== Exercise aim ==
Decide whether each statement agrees with the letter about Gary Watts, answering yes or no and quoting the deciding words of the letter: (a) Subprime mortgage loans began to take hold in 2004. (b) The backside of the storm will hit in 2007. (c) The three requirements for a loan are credit, assets and employment history.

** START OF Extract provided **

I saw this letter in the OC Register and wanted to share what one particular OC Realtor thinks of Gary Watts.
—————————————————————————-
We’re in the eye of the subprime storm
It is disingenuous of Mission Viejo real estate economist Gary Watts to say he didn’t foresee the subprime mortgage meltdown ["More loan money ahead, Watts says," Marketplace, Oct. 16.]It was brought to his attention last year at the OCAR Broker’s Forum.
The use of subprime mortgage loans began to take hold in 2004 and increased in 2005 as fixed rates started to increase. Now, two years later as the teaser rates adjust up dramatically, we are in the eye of the storm. The backside of the storm will hit in 2008 when the mass of subprimes that were sold in 2006 begin to adjust. Those 2006 loans were made with even more reduced verification of the three requirements for a loan: credit, assets and income. Thrown in was the overvaluation of homes. That was and still is a guaranteed recipe for disaster that Watts ignores as he panders to the Pollyanna Realtors of Orange County.

** END OF Extract provided **
** START OF Stored data **

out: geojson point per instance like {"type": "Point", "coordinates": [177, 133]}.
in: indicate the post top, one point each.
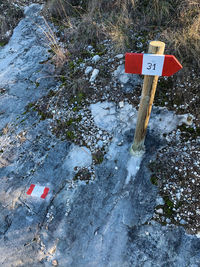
{"type": "Point", "coordinates": [157, 44]}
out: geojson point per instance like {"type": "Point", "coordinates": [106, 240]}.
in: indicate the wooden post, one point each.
{"type": "Point", "coordinates": [146, 102]}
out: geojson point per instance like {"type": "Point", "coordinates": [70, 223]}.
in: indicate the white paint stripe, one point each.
{"type": "Point", "coordinates": [38, 191]}
{"type": "Point", "coordinates": [152, 64]}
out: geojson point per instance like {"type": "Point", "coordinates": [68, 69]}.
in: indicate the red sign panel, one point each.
{"type": "Point", "coordinates": [151, 64]}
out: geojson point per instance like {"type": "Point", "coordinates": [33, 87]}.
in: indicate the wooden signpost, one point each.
{"type": "Point", "coordinates": [152, 65]}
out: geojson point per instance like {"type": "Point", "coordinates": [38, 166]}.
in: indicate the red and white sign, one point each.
{"type": "Point", "coordinates": [151, 64]}
{"type": "Point", "coordinates": [37, 191]}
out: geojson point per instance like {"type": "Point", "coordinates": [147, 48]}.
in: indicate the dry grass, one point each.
{"type": "Point", "coordinates": [176, 22]}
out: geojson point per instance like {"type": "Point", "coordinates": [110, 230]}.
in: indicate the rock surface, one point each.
{"type": "Point", "coordinates": [107, 222]}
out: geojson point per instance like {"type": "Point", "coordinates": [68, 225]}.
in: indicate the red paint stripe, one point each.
{"type": "Point", "coordinates": [46, 190]}
{"type": "Point", "coordinates": [133, 63]}
{"type": "Point", "coordinates": [171, 65]}
{"type": "Point", "coordinates": [30, 190]}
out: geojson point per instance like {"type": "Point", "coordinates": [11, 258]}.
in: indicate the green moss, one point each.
{"type": "Point", "coordinates": [154, 180]}
{"type": "Point", "coordinates": [51, 93]}
{"type": "Point", "coordinates": [71, 65]}
{"type": "Point", "coordinates": [37, 84]}
{"type": "Point", "coordinates": [63, 79]}
{"type": "Point", "coordinates": [82, 175]}
{"type": "Point", "coordinates": [70, 135]}
{"type": "Point", "coordinates": [69, 122]}
{"type": "Point", "coordinates": [168, 207]}
{"type": "Point", "coordinates": [98, 157]}
{"type": "Point", "coordinates": [3, 43]}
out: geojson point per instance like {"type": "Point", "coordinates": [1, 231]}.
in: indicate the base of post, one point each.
{"type": "Point", "coordinates": [137, 149]}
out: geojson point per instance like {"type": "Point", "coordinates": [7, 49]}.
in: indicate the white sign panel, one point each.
{"type": "Point", "coordinates": [152, 64]}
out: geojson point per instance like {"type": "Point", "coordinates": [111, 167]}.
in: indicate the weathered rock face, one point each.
{"type": "Point", "coordinates": [10, 15]}
{"type": "Point", "coordinates": [107, 222]}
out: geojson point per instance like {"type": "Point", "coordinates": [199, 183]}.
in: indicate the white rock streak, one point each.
{"type": "Point", "coordinates": [94, 75]}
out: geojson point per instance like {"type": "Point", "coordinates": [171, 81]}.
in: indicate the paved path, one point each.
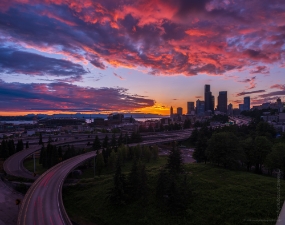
{"type": "Point", "coordinates": [8, 208]}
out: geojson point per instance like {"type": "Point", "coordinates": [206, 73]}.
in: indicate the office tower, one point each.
{"type": "Point", "coordinates": [230, 109]}
{"type": "Point", "coordinates": [200, 107]}
{"type": "Point", "coordinates": [208, 97]}
{"type": "Point", "coordinates": [213, 103]}
{"type": "Point", "coordinates": [190, 107]}
{"type": "Point", "coordinates": [171, 111]}
{"type": "Point", "coordinates": [223, 101]}
{"type": "Point", "coordinates": [246, 103]}
{"type": "Point", "coordinates": [179, 111]}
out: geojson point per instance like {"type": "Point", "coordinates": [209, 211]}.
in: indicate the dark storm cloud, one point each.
{"type": "Point", "coordinates": [260, 69]}
{"type": "Point", "coordinates": [13, 61]}
{"type": "Point", "coordinates": [166, 36]}
{"type": "Point", "coordinates": [250, 92]}
{"type": "Point", "coordinates": [68, 97]}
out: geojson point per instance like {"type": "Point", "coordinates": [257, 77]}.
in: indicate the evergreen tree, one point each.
{"type": "Point", "coordinates": [174, 163]}
{"type": "Point", "coordinates": [19, 146]}
{"type": "Point", "coordinates": [118, 195]}
{"type": "Point", "coordinates": [155, 152]}
{"type": "Point", "coordinates": [120, 140]}
{"type": "Point", "coordinates": [162, 184]}
{"type": "Point", "coordinates": [96, 144]}
{"type": "Point", "coordinates": [199, 153]}
{"type": "Point", "coordinates": [126, 139]}
{"type": "Point", "coordinates": [112, 159]}
{"type": "Point", "coordinates": [262, 147]}
{"type": "Point", "coordinates": [106, 141]}
{"type": "Point", "coordinates": [60, 155]}
{"type": "Point", "coordinates": [99, 164]}
{"type": "Point", "coordinates": [194, 136]}
{"type": "Point", "coordinates": [40, 139]}
{"type": "Point", "coordinates": [137, 181]}
{"type": "Point", "coordinates": [5, 149]}
{"type": "Point", "coordinates": [224, 148]}
{"type": "Point", "coordinates": [41, 155]}
{"type": "Point", "coordinates": [114, 141]}
{"type": "Point", "coordinates": [11, 147]}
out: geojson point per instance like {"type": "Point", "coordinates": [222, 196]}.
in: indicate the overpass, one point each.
{"type": "Point", "coordinates": [14, 165]}
{"type": "Point", "coordinates": [43, 202]}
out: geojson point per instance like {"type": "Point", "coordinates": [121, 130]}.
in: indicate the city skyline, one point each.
{"type": "Point", "coordinates": [142, 56]}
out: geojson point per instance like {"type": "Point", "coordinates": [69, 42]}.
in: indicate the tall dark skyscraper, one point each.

** END OF Stored data **

== Solved exercise ==
(a) Yes: "The use of subprime mortgage loans began to take hold in 2004"
(b) No: "The backside of the storm will hit in 2008"
(c) No: "the three requirements for a loan: credit, assets and income"